RECORDS TO USE:
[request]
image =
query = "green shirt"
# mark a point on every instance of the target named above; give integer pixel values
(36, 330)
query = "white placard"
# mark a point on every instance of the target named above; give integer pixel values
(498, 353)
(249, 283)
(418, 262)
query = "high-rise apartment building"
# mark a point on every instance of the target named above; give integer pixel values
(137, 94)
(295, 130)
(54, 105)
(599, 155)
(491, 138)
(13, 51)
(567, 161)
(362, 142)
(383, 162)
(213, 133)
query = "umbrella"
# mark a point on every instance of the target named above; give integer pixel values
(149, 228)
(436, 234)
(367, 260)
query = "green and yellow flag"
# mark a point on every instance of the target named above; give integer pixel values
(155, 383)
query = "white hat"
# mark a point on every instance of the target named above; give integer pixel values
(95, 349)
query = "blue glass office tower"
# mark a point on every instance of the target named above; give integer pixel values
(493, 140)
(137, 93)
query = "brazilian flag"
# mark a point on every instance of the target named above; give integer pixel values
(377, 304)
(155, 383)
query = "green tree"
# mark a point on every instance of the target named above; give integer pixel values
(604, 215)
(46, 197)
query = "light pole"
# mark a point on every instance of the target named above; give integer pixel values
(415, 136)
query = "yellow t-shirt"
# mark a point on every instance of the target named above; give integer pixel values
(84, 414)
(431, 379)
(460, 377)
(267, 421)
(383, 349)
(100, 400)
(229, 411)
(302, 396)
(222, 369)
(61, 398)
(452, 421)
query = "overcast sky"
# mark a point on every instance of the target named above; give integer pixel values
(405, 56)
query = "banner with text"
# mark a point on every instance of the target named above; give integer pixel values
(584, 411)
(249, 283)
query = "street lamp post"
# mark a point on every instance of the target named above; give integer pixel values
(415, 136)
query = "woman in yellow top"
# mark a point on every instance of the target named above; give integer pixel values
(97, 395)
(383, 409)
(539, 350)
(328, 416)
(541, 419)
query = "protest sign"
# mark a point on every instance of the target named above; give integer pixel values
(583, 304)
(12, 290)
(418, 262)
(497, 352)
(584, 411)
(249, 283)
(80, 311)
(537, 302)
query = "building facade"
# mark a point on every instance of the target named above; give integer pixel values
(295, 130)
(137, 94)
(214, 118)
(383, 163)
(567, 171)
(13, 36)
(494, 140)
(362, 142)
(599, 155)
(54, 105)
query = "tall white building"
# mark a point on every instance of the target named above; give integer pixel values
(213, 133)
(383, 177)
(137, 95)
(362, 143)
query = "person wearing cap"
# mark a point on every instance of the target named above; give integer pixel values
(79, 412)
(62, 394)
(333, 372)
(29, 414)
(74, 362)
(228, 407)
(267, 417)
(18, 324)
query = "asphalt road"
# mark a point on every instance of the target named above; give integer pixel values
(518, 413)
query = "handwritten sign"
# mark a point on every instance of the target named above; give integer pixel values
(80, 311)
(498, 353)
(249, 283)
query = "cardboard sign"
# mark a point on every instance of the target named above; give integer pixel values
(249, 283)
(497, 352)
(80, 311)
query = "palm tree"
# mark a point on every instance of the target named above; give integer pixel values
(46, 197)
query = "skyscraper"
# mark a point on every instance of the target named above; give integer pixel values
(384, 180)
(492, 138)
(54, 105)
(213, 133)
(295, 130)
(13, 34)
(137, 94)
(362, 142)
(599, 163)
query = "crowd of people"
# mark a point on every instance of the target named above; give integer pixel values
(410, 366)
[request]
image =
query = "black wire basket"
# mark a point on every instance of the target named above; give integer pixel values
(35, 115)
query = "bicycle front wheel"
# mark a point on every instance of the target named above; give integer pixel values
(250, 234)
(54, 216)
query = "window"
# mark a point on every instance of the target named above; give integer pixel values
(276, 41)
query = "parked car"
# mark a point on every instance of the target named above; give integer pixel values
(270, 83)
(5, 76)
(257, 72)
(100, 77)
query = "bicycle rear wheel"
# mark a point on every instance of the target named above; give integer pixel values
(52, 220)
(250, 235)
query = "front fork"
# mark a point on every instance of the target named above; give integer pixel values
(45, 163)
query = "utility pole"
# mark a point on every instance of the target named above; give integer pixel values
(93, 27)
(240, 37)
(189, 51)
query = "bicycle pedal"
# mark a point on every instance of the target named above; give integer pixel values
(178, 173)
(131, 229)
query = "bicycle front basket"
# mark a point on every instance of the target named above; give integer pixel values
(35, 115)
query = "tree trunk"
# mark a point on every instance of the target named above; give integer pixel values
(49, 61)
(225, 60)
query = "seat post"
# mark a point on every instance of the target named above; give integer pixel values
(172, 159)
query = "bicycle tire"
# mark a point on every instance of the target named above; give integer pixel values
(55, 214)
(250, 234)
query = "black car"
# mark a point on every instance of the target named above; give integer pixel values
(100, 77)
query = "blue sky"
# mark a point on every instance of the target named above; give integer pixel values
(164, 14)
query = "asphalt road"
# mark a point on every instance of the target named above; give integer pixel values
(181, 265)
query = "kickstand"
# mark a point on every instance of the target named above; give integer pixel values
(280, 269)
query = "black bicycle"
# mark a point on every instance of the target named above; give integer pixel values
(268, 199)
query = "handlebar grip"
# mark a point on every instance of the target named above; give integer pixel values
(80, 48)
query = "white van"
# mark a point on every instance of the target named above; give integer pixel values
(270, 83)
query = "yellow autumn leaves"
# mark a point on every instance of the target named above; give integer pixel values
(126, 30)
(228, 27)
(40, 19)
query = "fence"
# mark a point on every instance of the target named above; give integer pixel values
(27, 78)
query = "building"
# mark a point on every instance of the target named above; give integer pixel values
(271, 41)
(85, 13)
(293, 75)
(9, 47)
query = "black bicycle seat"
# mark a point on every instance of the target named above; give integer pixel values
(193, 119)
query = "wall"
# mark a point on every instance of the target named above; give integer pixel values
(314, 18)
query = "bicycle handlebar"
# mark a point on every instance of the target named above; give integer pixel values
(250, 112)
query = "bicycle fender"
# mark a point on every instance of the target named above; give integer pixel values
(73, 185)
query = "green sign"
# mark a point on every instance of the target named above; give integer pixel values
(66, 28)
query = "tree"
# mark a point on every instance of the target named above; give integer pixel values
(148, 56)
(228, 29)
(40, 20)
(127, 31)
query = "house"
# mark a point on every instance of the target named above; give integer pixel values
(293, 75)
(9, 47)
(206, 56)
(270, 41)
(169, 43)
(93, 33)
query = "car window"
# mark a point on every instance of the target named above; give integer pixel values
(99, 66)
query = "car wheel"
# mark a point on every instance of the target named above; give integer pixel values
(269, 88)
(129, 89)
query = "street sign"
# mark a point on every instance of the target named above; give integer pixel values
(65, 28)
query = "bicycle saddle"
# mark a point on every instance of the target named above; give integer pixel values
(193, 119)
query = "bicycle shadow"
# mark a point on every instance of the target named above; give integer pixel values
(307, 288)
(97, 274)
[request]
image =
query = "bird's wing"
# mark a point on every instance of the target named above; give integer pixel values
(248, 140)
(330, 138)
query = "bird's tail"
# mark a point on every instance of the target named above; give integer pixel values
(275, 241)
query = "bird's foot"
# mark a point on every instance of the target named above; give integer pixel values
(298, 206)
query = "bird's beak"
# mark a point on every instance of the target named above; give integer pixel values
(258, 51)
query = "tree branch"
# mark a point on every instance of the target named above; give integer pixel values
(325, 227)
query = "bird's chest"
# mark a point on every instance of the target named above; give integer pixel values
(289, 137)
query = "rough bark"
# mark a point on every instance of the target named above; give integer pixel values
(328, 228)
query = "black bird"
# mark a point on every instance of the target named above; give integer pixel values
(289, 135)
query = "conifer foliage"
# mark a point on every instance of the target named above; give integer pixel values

WRITTEN EXERCISE: Which lines in the records above contain the word "pole"? Locate each one, counting case as significant, and copy it out in full.

TASK ANSWER:
query = "light pole"
query = "utility pole"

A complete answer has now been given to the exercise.